** begin The records **

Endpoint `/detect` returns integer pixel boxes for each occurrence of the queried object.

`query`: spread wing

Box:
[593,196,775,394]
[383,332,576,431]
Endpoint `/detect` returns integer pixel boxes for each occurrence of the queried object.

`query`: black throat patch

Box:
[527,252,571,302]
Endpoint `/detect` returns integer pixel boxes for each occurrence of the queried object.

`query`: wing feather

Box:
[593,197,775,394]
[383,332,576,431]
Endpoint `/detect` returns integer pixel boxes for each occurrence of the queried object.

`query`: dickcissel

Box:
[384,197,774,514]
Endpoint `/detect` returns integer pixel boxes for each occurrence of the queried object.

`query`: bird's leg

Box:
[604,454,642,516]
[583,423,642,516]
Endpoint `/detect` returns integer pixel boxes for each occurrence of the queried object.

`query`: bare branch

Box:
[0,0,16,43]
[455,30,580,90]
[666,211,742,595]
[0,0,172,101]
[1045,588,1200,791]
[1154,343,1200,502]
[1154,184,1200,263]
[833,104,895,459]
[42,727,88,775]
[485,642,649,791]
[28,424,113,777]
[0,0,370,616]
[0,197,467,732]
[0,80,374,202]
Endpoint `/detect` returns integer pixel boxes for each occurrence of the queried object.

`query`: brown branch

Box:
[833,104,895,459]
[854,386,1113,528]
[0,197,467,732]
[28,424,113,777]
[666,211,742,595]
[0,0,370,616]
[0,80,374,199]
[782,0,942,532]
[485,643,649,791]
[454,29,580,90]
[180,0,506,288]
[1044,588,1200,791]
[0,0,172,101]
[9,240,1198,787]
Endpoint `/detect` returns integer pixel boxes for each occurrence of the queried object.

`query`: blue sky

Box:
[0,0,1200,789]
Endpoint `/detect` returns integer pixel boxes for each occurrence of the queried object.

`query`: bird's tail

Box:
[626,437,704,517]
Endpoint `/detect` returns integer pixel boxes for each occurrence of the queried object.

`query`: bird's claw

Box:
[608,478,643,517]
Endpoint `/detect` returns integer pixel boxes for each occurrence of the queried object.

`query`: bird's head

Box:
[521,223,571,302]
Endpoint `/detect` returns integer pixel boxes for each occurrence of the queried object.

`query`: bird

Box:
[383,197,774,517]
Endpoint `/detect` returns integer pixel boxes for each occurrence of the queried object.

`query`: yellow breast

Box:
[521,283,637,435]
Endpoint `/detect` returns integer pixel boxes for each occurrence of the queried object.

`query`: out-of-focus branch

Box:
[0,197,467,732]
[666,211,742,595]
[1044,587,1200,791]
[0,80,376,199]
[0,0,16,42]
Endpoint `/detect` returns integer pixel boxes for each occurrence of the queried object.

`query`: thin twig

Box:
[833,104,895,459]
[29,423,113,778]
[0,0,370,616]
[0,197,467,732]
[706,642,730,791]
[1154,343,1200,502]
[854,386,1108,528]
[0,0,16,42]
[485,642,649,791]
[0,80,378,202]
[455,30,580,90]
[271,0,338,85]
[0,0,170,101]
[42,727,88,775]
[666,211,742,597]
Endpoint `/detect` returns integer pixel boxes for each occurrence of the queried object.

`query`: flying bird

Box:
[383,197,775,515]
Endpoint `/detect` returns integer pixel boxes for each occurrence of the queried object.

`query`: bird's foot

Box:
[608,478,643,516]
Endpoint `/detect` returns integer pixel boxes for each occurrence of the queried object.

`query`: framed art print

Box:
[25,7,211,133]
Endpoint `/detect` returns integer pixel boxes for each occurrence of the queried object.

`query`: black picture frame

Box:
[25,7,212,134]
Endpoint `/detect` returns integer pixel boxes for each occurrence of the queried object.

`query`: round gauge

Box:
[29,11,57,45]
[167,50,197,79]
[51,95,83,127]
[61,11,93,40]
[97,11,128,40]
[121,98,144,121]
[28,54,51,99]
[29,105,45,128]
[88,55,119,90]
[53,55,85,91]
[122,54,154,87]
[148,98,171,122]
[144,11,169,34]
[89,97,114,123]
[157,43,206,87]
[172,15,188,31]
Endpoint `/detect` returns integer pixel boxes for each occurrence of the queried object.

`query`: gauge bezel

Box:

** end The records **

Which lines of the entries contain the word "black"? Pull out each of them, treating uppercase and lowercase as different.

→ **Task output**
`query`: black throat patch
`query`: black picture frame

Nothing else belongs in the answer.